» Task prompt
Each line in the records below, from the one that contains "positive clicks: (525, 279)" to the one that contains "rough mask: <svg", should be reproduced exactly, the first and last included.

(Stored data entries)
● ● ● ●

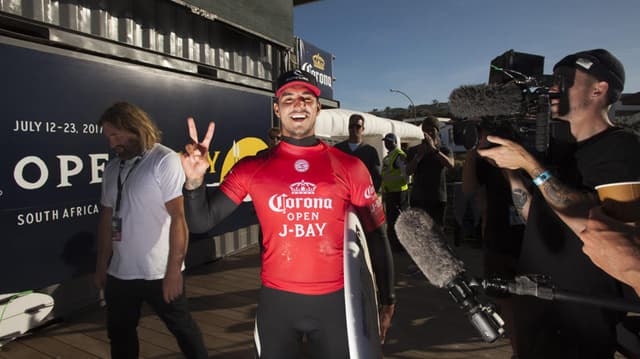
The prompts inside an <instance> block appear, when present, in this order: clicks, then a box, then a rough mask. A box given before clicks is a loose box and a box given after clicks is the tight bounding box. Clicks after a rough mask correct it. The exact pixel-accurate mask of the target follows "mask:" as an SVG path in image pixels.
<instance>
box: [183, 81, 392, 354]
mask: <svg viewBox="0 0 640 359" xmlns="http://www.w3.org/2000/svg"><path fill="white" fill-rule="evenodd" d="M274 85H275V86H274V87H275V93H276V99H275V103H274V105H273V109H274V112H275V114H276V116H278V118H279V119H280V122H281V124H282V135H283V137H282V142H281V143H280V144H279V145H278V146H277V147H275V148H273V149H272V150H270V151H267V152H264V153H262V154H259V155H257V156H251V157H247V158H243V159H242V160H241V161H240V162H238V163H237V164H236V165H235V167H234V168H233V170H232V171H231V172H230V173H229V174H228V175H227V176H226V177H225V178H224V181H223V182H222V184H221V185H220V188H219V189H218V190H214V191H212V192H207V191H206V189H205V185H204V175H205V173H206V171H207V170H208V169H209V163H208V162H207V153H208V151H209V144H210V142H211V139H212V138H213V132H214V124H213V123H210V124H209V128H208V131H207V133H206V135H205V136H204V139H203V140H202V141H201V142H199V141H198V135H197V131H196V127H195V122H194V120H193V119H192V118H190V119H188V126H189V134H190V137H191V139H192V141H193V143H191V144H188V145H187V146H186V147H185V152H184V154H183V156H182V166H183V168H184V171H185V174H186V177H187V180H186V182H185V188H184V193H185V205H186V215H187V221H188V224H189V228H190V229H191V230H192V231H193V232H206V231H208V230H209V229H210V228H212V227H213V226H214V225H215V224H216V223H218V222H219V221H220V220H222V219H223V218H225V217H226V216H228V215H229V214H231V213H232V212H233V211H234V210H235V208H236V207H237V206H238V205H239V204H240V203H241V202H242V201H243V199H244V198H245V197H246V196H247V195H250V196H251V198H252V200H253V204H254V207H255V209H256V213H257V215H258V220H259V221H260V225H261V230H262V237H263V243H262V245H263V250H262V253H261V256H262V272H261V278H262V287H261V289H260V293H259V298H258V309H257V313H256V323H255V326H256V330H255V344H256V351H257V355H258V357H260V358H277V359H279V358H294V357H297V354H298V351H299V343H300V340H301V338H302V337H303V335H306V336H307V343H308V345H309V352H310V353H311V354H312V355H313V357H314V358H347V357H349V348H348V339H347V323H346V317H345V315H346V314H345V293H344V272H343V259H344V251H343V243H344V225H345V213H346V211H347V209H348V208H349V207H353V208H354V209H355V211H356V212H357V214H358V216H359V218H360V220H361V221H362V223H363V228H364V230H365V232H366V240H367V245H368V248H369V250H370V253H371V261H372V264H373V270H374V272H375V274H376V275H375V278H376V284H377V288H378V290H379V298H380V303H381V307H380V308H379V315H380V317H379V320H380V338H381V340H382V341H384V338H385V335H386V332H387V329H388V328H389V326H390V323H391V317H392V315H393V311H394V308H395V304H394V303H395V292H394V287H393V285H394V277H393V257H392V255H391V251H390V249H389V243H388V241H387V238H386V235H385V233H384V231H383V230H382V228H383V226H384V213H383V211H382V205H381V204H380V200H379V199H378V197H377V195H376V192H375V190H374V188H373V183H372V182H371V176H370V175H369V172H368V171H367V169H366V167H365V166H364V164H363V163H362V162H361V161H360V160H358V159H357V158H355V157H354V156H350V155H347V154H345V153H343V152H342V151H339V150H337V149H335V148H334V147H331V146H328V145H327V144H325V143H324V142H322V141H320V140H318V139H317V138H316V137H315V132H314V131H315V130H314V127H315V122H316V118H317V116H318V113H319V112H320V102H319V101H318V96H319V95H320V89H319V88H318V86H317V84H316V80H315V78H314V77H313V75H311V74H310V73H308V72H306V71H303V70H299V69H298V70H293V71H288V72H285V73H283V74H282V75H280V76H279V77H278V79H277V80H276V82H275V84H274ZM369 320H376V319H375V318H374V319H372V318H369Z"/></svg>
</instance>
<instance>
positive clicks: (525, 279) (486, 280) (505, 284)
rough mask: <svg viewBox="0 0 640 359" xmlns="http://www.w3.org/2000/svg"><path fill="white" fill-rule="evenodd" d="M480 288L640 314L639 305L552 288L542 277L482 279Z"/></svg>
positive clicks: (545, 280) (528, 276)
mask: <svg viewBox="0 0 640 359" xmlns="http://www.w3.org/2000/svg"><path fill="white" fill-rule="evenodd" d="M481 286H482V288H484V289H492V290H495V291H498V292H500V293H505V294H506V293H509V294H515V295H529V296H533V297H536V298H540V299H544V300H558V301H566V302H574V303H580V304H588V305H595V306H599V307H604V308H607V309H613V310H618V311H622V312H632V313H640V304H636V303H633V302H629V301H626V300H623V299H619V298H603V297H597V296H587V295H584V294H580V293H575V292H571V291H567V290H562V289H558V288H554V287H553V286H551V285H549V284H548V283H547V280H546V278H544V277H543V276H517V277H516V278H515V280H514V281H508V280H505V279H502V278H492V279H484V280H483V281H482V283H481Z"/></svg>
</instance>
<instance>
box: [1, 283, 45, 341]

● ● ● ●

» Answer to this exercise
positive clicks: (525, 279) (486, 280) (505, 284)
rough mask: <svg viewBox="0 0 640 359" xmlns="http://www.w3.org/2000/svg"><path fill="white" fill-rule="evenodd" d="M480 288L640 314L639 305L552 288L542 277L482 279Z"/></svg>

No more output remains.